### [WHAT NEEDS TO BE DONE]
The lines to print are the one containing "Greenhouse-scouting task: tag the meadow" and every line after it through the end of the entries below. Print them exactly and nothing else.

[Source records]
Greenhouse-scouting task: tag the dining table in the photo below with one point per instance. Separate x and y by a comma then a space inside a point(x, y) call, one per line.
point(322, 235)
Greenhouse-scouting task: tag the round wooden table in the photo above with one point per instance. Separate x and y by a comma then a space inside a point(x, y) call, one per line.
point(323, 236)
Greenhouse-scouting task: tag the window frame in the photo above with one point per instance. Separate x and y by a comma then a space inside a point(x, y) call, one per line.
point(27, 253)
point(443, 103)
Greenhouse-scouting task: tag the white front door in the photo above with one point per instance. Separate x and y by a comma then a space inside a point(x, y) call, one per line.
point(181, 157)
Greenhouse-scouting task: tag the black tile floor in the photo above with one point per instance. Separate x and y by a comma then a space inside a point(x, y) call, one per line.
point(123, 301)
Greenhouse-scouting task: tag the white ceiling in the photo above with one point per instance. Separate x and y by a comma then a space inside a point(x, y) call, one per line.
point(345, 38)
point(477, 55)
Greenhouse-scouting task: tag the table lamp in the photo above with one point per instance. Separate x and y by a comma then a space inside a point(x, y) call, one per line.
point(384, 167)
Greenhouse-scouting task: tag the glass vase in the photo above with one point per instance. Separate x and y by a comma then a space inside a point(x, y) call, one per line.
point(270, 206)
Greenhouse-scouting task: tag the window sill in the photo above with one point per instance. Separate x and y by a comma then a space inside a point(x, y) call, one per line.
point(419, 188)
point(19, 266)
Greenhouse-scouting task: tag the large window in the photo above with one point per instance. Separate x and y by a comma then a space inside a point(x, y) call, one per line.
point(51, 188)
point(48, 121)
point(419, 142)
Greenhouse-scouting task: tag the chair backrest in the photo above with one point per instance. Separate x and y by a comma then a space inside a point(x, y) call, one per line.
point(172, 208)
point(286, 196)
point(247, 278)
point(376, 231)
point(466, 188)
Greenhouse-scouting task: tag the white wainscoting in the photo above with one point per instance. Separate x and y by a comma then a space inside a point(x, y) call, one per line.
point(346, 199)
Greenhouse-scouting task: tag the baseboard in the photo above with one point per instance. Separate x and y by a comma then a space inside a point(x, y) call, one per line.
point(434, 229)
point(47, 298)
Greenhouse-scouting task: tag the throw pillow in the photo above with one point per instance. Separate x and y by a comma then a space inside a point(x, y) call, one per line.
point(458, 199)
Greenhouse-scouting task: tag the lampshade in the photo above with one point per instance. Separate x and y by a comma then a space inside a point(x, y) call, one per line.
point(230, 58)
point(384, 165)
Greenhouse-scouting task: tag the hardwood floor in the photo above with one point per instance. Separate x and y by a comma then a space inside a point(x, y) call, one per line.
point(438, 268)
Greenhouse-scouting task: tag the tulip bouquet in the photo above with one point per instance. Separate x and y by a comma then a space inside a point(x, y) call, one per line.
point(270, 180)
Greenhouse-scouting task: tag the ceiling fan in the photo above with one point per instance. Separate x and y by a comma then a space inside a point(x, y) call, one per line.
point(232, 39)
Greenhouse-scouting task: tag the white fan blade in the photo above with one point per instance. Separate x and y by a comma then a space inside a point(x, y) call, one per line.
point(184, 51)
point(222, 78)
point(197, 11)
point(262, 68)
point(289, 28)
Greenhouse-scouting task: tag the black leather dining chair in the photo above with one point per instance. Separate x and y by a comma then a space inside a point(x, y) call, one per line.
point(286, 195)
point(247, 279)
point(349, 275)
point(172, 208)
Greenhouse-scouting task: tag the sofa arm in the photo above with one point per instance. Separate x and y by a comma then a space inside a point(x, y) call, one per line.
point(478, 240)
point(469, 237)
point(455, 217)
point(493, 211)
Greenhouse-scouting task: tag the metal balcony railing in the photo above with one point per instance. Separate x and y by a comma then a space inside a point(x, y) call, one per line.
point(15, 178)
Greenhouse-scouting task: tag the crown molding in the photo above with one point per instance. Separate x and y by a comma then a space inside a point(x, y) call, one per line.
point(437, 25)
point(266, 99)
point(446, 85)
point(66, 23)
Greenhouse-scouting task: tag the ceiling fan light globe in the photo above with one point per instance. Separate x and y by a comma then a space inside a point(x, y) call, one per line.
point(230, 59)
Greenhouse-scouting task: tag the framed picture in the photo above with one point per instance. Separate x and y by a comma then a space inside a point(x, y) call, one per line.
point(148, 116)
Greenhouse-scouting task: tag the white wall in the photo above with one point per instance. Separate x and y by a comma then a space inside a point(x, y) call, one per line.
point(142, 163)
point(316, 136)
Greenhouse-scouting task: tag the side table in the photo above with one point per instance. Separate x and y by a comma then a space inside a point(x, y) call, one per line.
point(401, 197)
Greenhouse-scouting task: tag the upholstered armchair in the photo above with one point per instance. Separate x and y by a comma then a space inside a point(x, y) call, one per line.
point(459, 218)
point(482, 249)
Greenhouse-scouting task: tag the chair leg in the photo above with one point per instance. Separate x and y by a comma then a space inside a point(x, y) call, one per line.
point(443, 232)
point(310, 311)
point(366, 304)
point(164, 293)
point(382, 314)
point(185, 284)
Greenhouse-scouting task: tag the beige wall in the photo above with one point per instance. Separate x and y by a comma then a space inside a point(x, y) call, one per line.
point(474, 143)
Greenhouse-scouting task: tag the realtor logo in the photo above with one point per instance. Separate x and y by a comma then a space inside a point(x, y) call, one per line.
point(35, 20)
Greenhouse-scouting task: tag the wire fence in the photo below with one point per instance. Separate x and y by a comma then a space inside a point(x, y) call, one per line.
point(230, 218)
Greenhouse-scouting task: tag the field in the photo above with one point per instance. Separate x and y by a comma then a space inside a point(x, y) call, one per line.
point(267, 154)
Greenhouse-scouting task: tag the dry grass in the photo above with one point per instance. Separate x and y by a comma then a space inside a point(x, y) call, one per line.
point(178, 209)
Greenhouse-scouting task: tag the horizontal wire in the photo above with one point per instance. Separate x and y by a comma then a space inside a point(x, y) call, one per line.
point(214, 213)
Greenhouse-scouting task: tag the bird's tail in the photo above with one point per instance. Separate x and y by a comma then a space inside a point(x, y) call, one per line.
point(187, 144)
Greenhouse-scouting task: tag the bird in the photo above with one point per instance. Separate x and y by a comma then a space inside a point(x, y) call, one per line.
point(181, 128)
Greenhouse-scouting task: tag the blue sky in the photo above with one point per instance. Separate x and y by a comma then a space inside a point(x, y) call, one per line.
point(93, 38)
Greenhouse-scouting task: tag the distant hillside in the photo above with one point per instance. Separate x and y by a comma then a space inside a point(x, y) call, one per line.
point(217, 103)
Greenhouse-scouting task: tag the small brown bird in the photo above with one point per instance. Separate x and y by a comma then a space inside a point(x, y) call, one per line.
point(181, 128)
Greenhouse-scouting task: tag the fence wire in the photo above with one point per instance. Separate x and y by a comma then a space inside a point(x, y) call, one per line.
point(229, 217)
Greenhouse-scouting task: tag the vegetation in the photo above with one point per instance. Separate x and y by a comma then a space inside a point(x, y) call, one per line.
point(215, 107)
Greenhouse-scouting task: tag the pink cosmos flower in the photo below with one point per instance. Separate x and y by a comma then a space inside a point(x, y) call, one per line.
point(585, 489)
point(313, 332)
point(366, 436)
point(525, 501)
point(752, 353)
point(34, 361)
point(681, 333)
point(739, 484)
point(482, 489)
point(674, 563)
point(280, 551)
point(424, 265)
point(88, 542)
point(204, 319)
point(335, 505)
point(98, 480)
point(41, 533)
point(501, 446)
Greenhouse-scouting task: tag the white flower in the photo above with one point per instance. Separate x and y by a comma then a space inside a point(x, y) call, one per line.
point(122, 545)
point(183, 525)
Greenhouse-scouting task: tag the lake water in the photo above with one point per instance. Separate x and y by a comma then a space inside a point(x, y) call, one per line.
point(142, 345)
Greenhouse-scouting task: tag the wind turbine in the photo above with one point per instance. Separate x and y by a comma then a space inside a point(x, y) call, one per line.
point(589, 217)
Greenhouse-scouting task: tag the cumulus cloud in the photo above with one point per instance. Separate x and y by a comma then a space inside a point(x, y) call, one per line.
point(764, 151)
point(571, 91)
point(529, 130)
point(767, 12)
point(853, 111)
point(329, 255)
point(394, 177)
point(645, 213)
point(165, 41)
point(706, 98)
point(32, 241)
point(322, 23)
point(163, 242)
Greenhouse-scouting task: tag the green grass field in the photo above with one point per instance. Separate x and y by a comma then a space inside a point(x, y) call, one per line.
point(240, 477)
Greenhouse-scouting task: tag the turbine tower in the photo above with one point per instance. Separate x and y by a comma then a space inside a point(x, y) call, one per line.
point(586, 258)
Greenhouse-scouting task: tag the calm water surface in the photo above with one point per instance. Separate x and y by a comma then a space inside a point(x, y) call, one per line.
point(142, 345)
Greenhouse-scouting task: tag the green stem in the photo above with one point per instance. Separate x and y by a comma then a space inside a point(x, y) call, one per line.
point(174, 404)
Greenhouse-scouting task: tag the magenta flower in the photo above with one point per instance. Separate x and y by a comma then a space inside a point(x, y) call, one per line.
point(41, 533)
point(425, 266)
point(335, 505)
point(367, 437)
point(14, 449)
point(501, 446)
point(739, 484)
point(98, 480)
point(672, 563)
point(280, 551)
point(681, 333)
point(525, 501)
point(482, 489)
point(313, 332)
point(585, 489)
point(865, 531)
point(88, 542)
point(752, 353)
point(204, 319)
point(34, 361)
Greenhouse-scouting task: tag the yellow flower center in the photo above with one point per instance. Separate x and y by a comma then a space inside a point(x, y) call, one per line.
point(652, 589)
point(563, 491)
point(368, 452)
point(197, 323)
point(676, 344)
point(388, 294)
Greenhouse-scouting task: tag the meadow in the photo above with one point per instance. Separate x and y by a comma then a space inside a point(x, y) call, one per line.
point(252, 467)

### [TASK RESULT]
Greenhouse-scouting task: tag the meadow in the photo above with one point per instance. Separate x and y by a comma then a space inside a point(x, y) call, one per line.
point(252, 467)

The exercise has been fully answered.